▶ **Task requirements**:
Skip all lines in the entries below that come before the one containing "Task: identify the scooter in". Repeat that line and the rest exactly.

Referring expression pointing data
------------------------

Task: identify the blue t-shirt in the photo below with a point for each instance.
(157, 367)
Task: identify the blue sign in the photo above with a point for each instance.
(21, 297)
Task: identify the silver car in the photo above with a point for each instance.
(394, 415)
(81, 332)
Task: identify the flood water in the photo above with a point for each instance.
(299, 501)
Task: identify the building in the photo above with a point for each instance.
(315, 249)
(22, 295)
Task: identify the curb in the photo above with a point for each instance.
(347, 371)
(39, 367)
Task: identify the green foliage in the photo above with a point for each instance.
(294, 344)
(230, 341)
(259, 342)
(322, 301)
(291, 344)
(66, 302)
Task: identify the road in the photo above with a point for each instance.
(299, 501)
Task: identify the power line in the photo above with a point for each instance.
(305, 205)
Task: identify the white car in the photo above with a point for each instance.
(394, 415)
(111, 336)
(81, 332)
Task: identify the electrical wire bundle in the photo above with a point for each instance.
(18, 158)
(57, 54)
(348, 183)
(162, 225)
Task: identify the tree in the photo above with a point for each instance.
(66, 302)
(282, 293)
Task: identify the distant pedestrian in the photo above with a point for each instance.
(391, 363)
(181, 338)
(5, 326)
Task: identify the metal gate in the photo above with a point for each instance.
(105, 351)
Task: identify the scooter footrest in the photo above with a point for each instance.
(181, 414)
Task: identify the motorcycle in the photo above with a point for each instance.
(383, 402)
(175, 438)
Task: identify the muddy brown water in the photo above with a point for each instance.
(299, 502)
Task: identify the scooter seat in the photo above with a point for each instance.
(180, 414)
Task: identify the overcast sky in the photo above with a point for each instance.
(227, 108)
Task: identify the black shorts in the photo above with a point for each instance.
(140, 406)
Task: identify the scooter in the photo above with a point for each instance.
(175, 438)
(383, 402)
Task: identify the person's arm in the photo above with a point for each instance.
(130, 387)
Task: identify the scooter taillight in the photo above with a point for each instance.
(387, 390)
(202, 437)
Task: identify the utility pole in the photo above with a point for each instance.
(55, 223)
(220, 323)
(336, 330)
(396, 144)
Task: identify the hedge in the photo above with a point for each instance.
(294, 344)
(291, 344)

------------------------

▶ **Solution**:
Task: identify the scooter in the photo above with a point for each instance.
(175, 438)
(383, 402)
Task: identify the person's arm in the photo above with a point for each instance.
(130, 387)
Task: identify the scooter taillight in the photo above with a point for each instance.
(387, 390)
(202, 437)
Task: identify the utility pole in the photo above with a point for each instance.
(55, 223)
(220, 323)
(336, 330)
(396, 144)
Task: identify the hedge in the photo above with a point for each instance.
(294, 344)
(291, 344)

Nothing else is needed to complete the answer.